(Part of a data file)
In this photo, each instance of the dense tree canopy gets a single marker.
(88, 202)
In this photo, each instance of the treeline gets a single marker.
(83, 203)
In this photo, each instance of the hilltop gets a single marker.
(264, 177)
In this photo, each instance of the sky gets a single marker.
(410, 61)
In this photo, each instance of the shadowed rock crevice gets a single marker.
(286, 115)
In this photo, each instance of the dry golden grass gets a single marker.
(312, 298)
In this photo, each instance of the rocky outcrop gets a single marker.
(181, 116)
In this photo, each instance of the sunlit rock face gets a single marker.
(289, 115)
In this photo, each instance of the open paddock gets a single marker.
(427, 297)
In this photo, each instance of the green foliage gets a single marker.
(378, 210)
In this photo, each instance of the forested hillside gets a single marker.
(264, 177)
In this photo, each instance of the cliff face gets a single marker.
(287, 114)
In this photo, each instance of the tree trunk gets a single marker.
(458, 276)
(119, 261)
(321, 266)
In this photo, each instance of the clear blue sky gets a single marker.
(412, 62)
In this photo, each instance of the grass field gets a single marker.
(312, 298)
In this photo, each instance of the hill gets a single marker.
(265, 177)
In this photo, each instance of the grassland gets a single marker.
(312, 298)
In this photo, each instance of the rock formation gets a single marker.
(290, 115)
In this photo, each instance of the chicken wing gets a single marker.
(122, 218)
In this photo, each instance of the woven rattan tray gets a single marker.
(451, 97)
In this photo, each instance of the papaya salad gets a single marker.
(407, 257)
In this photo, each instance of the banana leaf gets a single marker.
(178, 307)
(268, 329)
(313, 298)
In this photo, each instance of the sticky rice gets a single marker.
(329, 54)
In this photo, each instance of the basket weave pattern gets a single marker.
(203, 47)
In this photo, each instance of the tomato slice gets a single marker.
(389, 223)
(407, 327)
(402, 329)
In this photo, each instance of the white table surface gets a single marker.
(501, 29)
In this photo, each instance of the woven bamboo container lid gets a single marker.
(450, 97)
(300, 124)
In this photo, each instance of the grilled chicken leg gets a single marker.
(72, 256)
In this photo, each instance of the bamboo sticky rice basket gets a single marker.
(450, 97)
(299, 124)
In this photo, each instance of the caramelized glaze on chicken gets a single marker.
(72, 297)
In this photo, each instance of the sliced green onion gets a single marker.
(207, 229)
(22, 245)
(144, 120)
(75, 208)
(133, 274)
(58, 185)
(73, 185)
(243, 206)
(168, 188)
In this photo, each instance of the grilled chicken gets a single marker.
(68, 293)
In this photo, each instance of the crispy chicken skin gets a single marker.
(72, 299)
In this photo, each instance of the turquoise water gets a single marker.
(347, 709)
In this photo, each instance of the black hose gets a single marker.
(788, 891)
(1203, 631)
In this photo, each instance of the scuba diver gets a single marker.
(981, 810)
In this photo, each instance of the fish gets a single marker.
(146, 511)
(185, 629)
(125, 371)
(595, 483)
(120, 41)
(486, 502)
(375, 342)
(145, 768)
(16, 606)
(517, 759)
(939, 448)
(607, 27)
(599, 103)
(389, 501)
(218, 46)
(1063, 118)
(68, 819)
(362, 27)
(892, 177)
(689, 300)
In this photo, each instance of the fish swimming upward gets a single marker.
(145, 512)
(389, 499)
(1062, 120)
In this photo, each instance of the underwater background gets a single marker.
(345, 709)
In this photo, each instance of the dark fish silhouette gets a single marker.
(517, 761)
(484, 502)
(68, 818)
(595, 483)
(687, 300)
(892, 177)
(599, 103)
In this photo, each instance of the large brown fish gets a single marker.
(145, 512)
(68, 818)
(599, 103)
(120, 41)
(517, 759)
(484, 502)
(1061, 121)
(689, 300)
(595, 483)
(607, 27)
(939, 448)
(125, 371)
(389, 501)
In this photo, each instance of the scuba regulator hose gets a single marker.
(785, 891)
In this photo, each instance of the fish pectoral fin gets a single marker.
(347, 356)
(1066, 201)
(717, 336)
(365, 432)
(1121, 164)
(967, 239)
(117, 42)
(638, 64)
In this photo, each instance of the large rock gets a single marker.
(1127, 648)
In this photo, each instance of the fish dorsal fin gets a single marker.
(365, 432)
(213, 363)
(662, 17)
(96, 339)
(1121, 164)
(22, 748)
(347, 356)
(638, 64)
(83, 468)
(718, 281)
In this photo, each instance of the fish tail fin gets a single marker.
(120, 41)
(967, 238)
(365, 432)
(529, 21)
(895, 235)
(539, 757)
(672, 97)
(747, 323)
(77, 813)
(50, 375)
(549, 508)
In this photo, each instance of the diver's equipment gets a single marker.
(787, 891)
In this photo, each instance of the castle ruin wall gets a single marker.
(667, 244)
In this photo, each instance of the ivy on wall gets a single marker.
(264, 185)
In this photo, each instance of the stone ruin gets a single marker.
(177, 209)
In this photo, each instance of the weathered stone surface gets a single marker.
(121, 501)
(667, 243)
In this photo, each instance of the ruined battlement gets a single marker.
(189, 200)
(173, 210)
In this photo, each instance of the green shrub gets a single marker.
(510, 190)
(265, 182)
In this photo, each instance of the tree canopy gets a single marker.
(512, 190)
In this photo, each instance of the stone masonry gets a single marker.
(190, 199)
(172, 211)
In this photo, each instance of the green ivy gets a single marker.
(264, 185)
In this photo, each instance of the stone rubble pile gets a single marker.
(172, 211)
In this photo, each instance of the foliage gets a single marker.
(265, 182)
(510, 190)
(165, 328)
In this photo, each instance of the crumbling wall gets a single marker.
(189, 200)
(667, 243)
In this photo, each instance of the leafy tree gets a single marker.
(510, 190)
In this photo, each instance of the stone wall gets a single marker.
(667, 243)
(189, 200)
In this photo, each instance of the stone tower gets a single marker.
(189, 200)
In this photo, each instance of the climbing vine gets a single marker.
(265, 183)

▶ PROMPT
Give back the whole listing, word for word.

▶ WORKED SOLUTION
In this photo, each instance of the dense tree canopy gets a single marker.
(88, 202)
In this photo, each instance of the treeline gets a single marker.
(83, 203)
In this photo, each instance of the hilltop gets a single marker.
(264, 177)
In this photo, each instance of the sky gets a single marker.
(410, 61)
In this photo, each instance of the shadowed rock crevice gets a single marker.
(286, 115)
In this photo, each instance of the dry golden grass gets a single marker.
(312, 298)
In this photo, each instance of the rocky outcrop gets a single marker.
(181, 116)
In this photo, each instance of the sunlit rock face gets a single marker.
(289, 115)
In this photo, each instance of the open paddock gets a single marker.
(427, 297)
In this photo, each instance of the green foliage gets a single marker.
(378, 210)
In this photo, each instance of the forested hillside gets a single marker.
(264, 177)
In this photo, each instance of the cliff face gets a single marker.
(287, 114)
In this photo, each instance of the tree trunk gets a single marker.
(458, 276)
(119, 261)
(321, 266)
In this photo, each instance of the clear blue sky gets a single marker.
(412, 62)
In this photo, each instance of the grass field gets a single marker.
(312, 298)
In this photo, each instance of the hill gets a single marker.
(265, 177)
In this photo, each instance of the grassland gets a single marker.
(312, 298)
In this photo, each instance of the rock formation gets a single marker.
(290, 115)
In this photo, each instance of the chicken wing gets a single marker.
(122, 218)
In this photo, each instance of the woven rattan tray gets a single marker.
(451, 97)
In this photo, each instance of the papaya salad gets a single marker.
(407, 257)
In this photo, each instance of the banana leaf gets a single marker.
(178, 307)
(268, 329)
(313, 298)
In this photo, each instance of the sticky rice gets a single marker.
(329, 54)
In this photo, each instance of the basket weave pattern gets a single marker.
(203, 47)
In this photo, each instance of the tomato slice gets a single marker.
(389, 223)
(407, 327)
(402, 329)
In this photo, each instance of the white table surface gets a single marker.
(501, 29)
In this photo, each instance of the woven bamboo container lid gets a single marker.
(450, 97)
(300, 124)
In this photo, each instance of the grilled chicken leg gets a single marker.
(72, 256)
In this photo, each instance of the bamboo sticky rice basket gets a single marker.
(450, 97)
(299, 124)
In this photo, each instance of the caramelized glaze on chicken gets a single marker.
(72, 297)
In this photo, each instance of the sliced green onion gets a single marker.
(207, 229)
(22, 245)
(144, 120)
(75, 208)
(133, 274)
(58, 185)
(73, 185)
(243, 206)
(168, 188)
In this photo, each instance of the grilled chicken gets a single marker.
(68, 293)
In this photo, each instance of the crispy chicken skin gets a single marker.
(72, 299)
In this photo, each instance of the turquoise water gets a single marker.
(347, 709)
In this photo, each instance of the black hose gets a single marker.
(788, 891)
(1203, 631)
In this photo, each instance of the scuba diver gets a single marker.
(981, 810)
In this photo, each instance of the fish gets a single marker.
(146, 511)
(185, 629)
(125, 371)
(595, 483)
(120, 41)
(486, 502)
(375, 342)
(145, 768)
(16, 606)
(517, 759)
(939, 448)
(607, 27)
(599, 103)
(389, 501)
(218, 46)
(1063, 118)
(68, 819)
(362, 27)
(892, 177)
(689, 300)
In this photo, each instance of the fish swimming upward gets a single marker.
(145, 512)
(389, 499)
(1062, 120)
In this photo, each instance of the underwater background gets a single marker.
(345, 709)
In this photo, each instance of the dark fish silhouette gets a single marker.
(517, 761)
(484, 502)
(68, 818)
(595, 483)
(687, 300)
(892, 177)
(599, 103)
In this photo, each instance of the large brown fish gets a single marker.
(145, 512)
(68, 818)
(599, 103)
(120, 41)
(517, 759)
(484, 502)
(1061, 121)
(689, 300)
(595, 483)
(607, 27)
(939, 448)
(125, 371)
(389, 501)
In this photo, each instance of the scuba regulator hose gets a single marker.
(785, 891)
In this photo, each instance of the fish pectoral fin gets a single marker.
(347, 356)
(1066, 201)
(717, 336)
(365, 432)
(1121, 164)
(967, 239)
(117, 42)
(638, 64)
In this photo, each instance of the large rock gets a single marker.
(1127, 648)
In this photo, each instance of the fish dorsal fin gets a single marker.
(365, 432)
(213, 363)
(662, 17)
(96, 339)
(1121, 164)
(22, 748)
(347, 356)
(638, 64)
(83, 468)
(718, 281)
In this photo, each instance of the fish tail fin gets a single marker.
(120, 41)
(967, 238)
(365, 432)
(529, 21)
(895, 235)
(539, 757)
(672, 97)
(747, 323)
(77, 813)
(50, 375)
(549, 508)
In this photo, each instance of the diver's equipment gets a single marker.
(787, 891)
In this photo, each instance of the castle ruin wall gets a single marker.
(667, 244)
In this photo, each instance of the ivy on wall gets a single marker.
(264, 185)
In this photo, each instance of the stone ruin gets a single marker.
(177, 209)
In this photo, each instance of the weathered stone surface gets a single marker.
(121, 501)
(667, 243)
In this photo, each instance of the ruined battlement gets a single marker.
(189, 200)
(173, 210)
In this photo, each instance of the green shrub gets a single marker.
(510, 190)
(265, 182)
In this photo, each instance of the tree canopy gets a single marker.
(512, 190)
In this photo, each instance of the stone masonry gets a single marker.
(190, 199)
(172, 211)
In this photo, each instance of the green ivy gets a single marker.
(264, 185)
In this photo, each instance of the stone rubble pile gets a single marker.
(172, 211)
In this photo, each instance of the foliage gets a single marker.
(265, 182)
(510, 190)
(165, 328)
In this photo, each instance of the crumbling wall gets a single marker.
(189, 200)
(667, 243)
In this photo, each instance of the leafy tree gets a single marker.
(510, 190)
In this photo, each instance of the stone wall gets a single marker.
(667, 243)
(189, 200)
In this photo, each instance of the stone tower gets a single marker.
(189, 200)
In this photo, each instance of the climbing vine gets a single marker.
(265, 183)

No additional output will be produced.